■ **Data for processing**
★ ★ ★ ★ ★ ★ ★
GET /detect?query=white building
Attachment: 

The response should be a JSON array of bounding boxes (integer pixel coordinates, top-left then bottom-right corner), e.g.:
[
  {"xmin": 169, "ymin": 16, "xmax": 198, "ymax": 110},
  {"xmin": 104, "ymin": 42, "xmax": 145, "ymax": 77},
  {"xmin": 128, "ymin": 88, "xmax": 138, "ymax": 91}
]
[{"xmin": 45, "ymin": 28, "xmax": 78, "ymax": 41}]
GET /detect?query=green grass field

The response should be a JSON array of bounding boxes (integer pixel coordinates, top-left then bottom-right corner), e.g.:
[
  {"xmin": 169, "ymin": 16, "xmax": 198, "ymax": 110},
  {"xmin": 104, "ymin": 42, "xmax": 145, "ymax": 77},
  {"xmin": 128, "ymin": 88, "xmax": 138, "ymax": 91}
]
★ ★ ★ ★ ★ ★ ★
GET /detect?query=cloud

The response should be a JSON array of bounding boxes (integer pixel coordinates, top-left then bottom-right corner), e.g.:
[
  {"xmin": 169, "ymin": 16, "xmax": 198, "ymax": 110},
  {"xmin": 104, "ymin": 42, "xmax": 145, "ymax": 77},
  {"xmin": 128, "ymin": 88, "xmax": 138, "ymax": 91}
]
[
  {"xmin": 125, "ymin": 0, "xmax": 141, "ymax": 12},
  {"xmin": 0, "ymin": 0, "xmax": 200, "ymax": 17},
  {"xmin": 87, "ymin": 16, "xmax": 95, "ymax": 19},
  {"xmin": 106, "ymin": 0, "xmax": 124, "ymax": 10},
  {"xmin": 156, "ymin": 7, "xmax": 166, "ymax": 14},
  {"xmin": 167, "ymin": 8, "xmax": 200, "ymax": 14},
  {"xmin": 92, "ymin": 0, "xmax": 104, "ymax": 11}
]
★ ★ ★ ★ ★ ★ ★
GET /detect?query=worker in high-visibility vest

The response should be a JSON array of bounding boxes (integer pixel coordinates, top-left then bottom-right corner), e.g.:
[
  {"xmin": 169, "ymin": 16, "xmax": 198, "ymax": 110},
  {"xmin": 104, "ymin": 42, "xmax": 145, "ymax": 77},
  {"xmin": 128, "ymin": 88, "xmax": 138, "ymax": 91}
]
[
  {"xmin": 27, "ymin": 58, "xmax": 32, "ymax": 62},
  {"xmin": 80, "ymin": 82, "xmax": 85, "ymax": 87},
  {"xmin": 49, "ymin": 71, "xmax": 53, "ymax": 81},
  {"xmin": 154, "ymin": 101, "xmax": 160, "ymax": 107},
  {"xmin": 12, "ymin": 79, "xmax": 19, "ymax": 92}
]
★ ★ ★ ★ ★ ★ ★
Each line of the records above that holds the word "query" should be counted, and only the final number stated.

■ **Exercise answer**
4